**MATERIAL PROVIDED:**
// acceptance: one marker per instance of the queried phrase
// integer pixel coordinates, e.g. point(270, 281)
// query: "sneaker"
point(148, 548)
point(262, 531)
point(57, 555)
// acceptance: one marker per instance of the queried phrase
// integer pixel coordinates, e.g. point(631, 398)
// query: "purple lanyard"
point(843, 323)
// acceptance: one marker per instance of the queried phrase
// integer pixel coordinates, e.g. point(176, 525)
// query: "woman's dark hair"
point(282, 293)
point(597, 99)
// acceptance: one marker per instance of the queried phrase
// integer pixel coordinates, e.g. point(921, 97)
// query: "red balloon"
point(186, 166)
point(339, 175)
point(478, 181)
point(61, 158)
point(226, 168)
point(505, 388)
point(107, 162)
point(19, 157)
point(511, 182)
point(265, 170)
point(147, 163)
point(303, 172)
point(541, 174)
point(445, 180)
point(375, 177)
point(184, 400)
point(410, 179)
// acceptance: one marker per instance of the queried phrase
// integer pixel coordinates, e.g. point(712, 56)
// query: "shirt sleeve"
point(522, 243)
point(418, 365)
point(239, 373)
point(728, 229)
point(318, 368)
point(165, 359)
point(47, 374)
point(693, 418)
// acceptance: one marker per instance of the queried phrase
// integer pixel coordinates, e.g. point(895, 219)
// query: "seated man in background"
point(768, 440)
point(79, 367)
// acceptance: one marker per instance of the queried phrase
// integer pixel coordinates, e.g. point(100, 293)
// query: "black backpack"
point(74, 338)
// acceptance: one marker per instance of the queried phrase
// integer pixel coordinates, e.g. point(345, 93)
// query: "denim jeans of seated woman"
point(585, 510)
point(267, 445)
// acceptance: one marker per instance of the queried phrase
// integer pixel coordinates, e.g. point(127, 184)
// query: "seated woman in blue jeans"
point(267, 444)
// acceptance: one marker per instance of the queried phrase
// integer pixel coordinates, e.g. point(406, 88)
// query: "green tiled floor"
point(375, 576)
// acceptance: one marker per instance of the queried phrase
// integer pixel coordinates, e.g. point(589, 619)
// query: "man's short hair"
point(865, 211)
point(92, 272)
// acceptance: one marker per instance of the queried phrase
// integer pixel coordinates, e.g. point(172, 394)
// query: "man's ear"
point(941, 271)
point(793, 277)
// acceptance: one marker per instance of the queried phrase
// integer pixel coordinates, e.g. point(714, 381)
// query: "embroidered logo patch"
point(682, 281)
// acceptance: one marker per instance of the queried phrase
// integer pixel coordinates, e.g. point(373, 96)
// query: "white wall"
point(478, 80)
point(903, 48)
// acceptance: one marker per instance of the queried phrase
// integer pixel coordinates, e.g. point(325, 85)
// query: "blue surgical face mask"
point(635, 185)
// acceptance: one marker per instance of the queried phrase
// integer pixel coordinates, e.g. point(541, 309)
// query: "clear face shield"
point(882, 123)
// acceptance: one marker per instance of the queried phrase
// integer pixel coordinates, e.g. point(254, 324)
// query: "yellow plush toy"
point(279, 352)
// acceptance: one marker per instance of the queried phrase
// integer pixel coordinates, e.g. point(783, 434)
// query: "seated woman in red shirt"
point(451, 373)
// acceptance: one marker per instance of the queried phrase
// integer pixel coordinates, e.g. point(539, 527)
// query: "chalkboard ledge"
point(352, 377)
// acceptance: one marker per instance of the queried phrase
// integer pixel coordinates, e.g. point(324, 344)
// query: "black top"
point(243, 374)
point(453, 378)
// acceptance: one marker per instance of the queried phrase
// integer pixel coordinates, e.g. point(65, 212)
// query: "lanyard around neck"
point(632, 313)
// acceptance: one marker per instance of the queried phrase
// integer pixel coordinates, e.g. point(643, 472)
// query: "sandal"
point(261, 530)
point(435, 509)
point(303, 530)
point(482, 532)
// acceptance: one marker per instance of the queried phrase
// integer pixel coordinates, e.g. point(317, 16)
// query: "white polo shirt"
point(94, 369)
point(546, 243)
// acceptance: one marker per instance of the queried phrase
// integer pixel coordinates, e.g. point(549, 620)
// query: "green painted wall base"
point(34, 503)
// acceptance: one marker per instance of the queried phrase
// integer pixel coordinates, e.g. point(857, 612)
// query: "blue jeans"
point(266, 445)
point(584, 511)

**SHORT PROBLEM:**
Copy all of the data above word for word.

**SOLUTION TO THIS EXERCISE:**
// acceptance: one marker per instance of the queried phrase
// integer pixel coordinates, e.g. point(270, 281)
// query: "sneaker"
point(148, 548)
point(262, 531)
point(57, 555)
// acceptance: one marker per instance of the queried phrase
// integer pixel coordinates, e.g. point(631, 398)
// query: "purple lanyard"
point(843, 323)
// acceptance: one marker per instance of the queried phrase
// integer pixel coordinates, e.g. point(176, 525)
// query: "woman's dark hair"
point(282, 293)
point(597, 99)
// acceptance: one marker per instance of the queried phrase
// integer pixel coordinates, e.g. point(921, 97)
// query: "red balloon"
point(186, 166)
point(339, 175)
point(478, 181)
point(61, 158)
point(226, 168)
point(505, 388)
point(107, 162)
point(19, 157)
point(511, 182)
point(265, 170)
point(147, 163)
point(303, 172)
point(541, 174)
point(445, 180)
point(375, 177)
point(184, 400)
point(410, 179)
// acceptance: one marker per instance of the queried phrase
// integer pixel coordinates, e.g. point(712, 56)
// query: "shirt sleeve"
point(522, 243)
point(418, 365)
point(239, 373)
point(728, 229)
point(318, 368)
point(165, 359)
point(47, 374)
point(693, 418)
// acceptance: one marker per instance of the queried phrase
// integer pixel coordinates, e.g. point(895, 219)
// query: "seated man in background"
point(768, 440)
point(79, 367)
// acceptance: one marker per instance of the queried phrase
// integer pixel coordinates, e.g. point(100, 293)
// query: "black backpack"
point(74, 338)
// acceptance: one marker per instance of the queried phrase
// integer pixel coordinates, e.g. point(345, 93)
// query: "denim jeans of seated woman"
point(585, 510)
point(267, 445)
// acceptance: one marker per instance of the queried phrase
// integer pixel coordinates, e.g. point(127, 184)
// query: "seated woman in blue jeans"
point(267, 444)
// acceptance: one marker per instance of the queried phrase
// integer pixel coordinates, e.g. point(406, 88)
// query: "green tiled floor"
point(375, 576)
// acceptance: one marker per instance of the queried phrase
// integer pixel coordinates, e.g. point(589, 619)
// query: "man's short hair"
point(865, 211)
point(92, 272)
// acceptance: one marker per instance of the queried phrase
// integer pixel coordinates, e.g. point(172, 394)
// query: "man's ear"
point(941, 271)
point(793, 277)
// acceptance: one marker per instance of the queried phrase
// integer pixel coordinates, e.g. point(714, 381)
// query: "embroidered logo patch"
point(682, 281)
// acceptance: one marker per instance of the queried phrase
// integer pixel coordinates, e.g. point(373, 96)
// query: "white wall"
point(478, 80)
point(903, 48)
// acceptance: one marker per instance of the queried phrase
// integer pixel coordinates, e.g. point(325, 85)
// query: "blue surgical face mask"
point(635, 185)
// acceptance: one marker per instance of the queried phrase
// integer pixel coordinates, e.g. point(541, 309)
// query: "clear face shield"
point(882, 123)
// acceptance: one marker per instance of the queried phrase
// integer pixel coordinates, e.g. point(254, 324)
// query: "yellow plush toy"
point(279, 352)
// acceptance: one marker per instance of the queried phrase
// integer pixel coordinates, e.g. point(783, 434)
// query: "seated woman in red shirt"
point(451, 373)
// acceptance: one marker per instance of the queried phrase
// integer pixel coordinates, e.g. point(539, 527)
// query: "chalkboard ledge"
point(352, 377)
// acceptance: one marker per instance of the queried phrase
// integer pixel coordinates, e.g. point(324, 344)
// query: "black top"
point(243, 374)
point(453, 378)
// acceptance: one marker per instance of the queried phrase
// integer pixel coordinates, e.g. point(65, 212)
// query: "lanyard around neck"
point(632, 313)
// acceptance: one marker per instance of the queried phrase
// integer pixel coordinates, e.g. point(643, 472)
// query: "sandal"
point(261, 530)
point(435, 509)
point(303, 530)
point(482, 532)
// acceptance: one marker per instance of the queried phrase
// integer pixel coordinates, e.g. point(317, 16)
// query: "white polo shirt"
point(94, 369)
point(546, 243)
// acceptance: one marker per instance of the queried phrase
// integer pixel coordinates, e.g. point(549, 620)
// query: "green painted wall base"
point(34, 503)
// acceptance: one marker per instance of the queried phrase
// integer pixel coordinates, e.g. point(857, 612)
// query: "blue jeans"
point(266, 445)
point(584, 511)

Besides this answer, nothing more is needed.